►

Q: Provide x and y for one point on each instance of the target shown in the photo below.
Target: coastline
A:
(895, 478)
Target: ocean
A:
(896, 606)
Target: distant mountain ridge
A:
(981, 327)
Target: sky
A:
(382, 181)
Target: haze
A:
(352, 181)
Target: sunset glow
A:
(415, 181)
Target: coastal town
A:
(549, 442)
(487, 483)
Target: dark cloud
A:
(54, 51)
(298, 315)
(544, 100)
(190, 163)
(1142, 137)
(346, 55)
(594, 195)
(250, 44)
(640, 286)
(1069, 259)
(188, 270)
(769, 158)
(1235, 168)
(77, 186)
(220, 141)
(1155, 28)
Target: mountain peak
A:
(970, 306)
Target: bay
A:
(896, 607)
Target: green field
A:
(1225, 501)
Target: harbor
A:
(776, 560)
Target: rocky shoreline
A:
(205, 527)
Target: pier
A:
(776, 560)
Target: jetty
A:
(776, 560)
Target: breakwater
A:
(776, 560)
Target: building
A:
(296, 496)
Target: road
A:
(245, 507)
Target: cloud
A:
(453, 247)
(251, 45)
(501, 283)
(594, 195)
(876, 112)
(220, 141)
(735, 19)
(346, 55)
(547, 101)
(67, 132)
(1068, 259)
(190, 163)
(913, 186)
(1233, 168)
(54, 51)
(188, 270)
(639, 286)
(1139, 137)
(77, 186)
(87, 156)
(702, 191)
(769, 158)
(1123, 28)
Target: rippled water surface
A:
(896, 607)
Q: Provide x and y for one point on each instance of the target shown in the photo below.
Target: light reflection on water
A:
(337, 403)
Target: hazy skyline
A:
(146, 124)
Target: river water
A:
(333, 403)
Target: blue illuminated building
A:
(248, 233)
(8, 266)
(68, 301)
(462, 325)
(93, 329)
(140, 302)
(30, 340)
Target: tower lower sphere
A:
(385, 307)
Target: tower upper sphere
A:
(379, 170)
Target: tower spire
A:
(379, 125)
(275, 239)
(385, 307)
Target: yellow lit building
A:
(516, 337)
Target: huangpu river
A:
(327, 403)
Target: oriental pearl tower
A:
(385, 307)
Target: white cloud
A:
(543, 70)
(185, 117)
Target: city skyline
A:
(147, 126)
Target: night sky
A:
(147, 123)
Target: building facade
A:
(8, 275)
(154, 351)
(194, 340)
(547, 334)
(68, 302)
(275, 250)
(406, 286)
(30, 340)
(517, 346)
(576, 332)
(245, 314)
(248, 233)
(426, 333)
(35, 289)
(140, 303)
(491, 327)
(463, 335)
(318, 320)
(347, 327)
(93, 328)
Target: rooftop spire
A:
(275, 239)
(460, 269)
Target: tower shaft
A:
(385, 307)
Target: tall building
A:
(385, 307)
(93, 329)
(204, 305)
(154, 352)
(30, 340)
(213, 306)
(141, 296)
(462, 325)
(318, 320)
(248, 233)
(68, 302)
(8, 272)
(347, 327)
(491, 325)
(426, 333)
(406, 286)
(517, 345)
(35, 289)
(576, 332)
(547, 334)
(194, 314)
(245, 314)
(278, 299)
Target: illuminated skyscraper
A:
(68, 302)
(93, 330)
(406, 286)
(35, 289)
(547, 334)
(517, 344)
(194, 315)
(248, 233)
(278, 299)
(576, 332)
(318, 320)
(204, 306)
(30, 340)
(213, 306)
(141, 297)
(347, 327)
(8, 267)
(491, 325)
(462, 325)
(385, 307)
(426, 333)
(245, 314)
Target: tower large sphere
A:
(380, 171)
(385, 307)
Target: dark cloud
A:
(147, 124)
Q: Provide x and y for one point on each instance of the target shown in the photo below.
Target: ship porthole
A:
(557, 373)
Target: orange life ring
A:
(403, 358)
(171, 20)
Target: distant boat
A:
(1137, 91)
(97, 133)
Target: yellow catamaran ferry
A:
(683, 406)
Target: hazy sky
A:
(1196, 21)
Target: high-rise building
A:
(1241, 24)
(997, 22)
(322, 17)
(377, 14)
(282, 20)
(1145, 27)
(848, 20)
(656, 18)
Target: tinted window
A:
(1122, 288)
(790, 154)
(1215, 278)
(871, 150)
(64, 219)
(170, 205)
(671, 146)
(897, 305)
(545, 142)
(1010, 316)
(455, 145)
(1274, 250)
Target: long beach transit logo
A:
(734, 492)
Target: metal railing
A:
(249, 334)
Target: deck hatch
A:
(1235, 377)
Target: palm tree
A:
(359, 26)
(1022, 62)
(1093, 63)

◄

__DO THIS__.
Through the last line of the entries above, beginning at the line containing "Target: rooftop spire", transcribe each line exactly, both ends included and nothing more.

__OUTPUT FOR THIS EXERCISE__.
Target: rooftop spire
A:
(275, 239)
(460, 269)
Target: tower shaft
A:
(385, 307)
Target: tall building
A:
(385, 307)
(93, 329)
(204, 305)
(154, 352)
(30, 340)
(213, 306)
(141, 296)
(462, 325)
(318, 320)
(248, 233)
(68, 302)
(8, 272)
(347, 327)
(491, 325)
(426, 333)
(406, 286)
(517, 345)
(35, 289)
(576, 332)
(547, 334)
(194, 314)
(245, 314)
(278, 299)
Target: illuminated skyscraper
A:
(68, 302)
(93, 330)
(406, 286)
(35, 289)
(547, 334)
(517, 344)
(194, 315)
(248, 233)
(278, 299)
(576, 332)
(318, 320)
(204, 306)
(30, 340)
(213, 306)
(141, 297)
(347, 327)
(8, 267)
(491, 325)
(462, 325)
(385, 307)
(426, 333)
(245, 314)
Target: tower large sphere
A:
(380, 171)
(385, 307)
Target: dark cloud
A:
(147, 124)
Q: Provide x and y for one point on each instance of the target shown in the photo below.
Target: ship porthole
A:
(557, 373)
Target: orange life ring
A:
(403, 358)
(171, 20)
Target: distant boat
A:
(1137, 91)
(97, 133)
Target: yellow catamaran ferry
A:
(683, 406)
Target: hazy sky
A:
(1196, 21)
Target: high-rise building
A:
(1241, 24)
(997, 22)
(322, 17)
(377, 14)
(282, 20)
(1145, 27)
(848, 20)
(656, 18)
Target: tinted window
A:
(1122, 288)
(790, 154)
(1215, 278)
(871, 150)
(64, 219)
(170, 205)
(671, 146)
(897, 305)
(545, 142)
(1010, 316)
(455, 145)
(1274, 250)
Target: long beach transit logo
A:
(734, 492)
Target: metal railing
A:
(249, 334)
Target: deck hatch
A:
(1235, 377)
Target: palm tree
A:
(359, 26)
(1022, 62)
(1093, 63)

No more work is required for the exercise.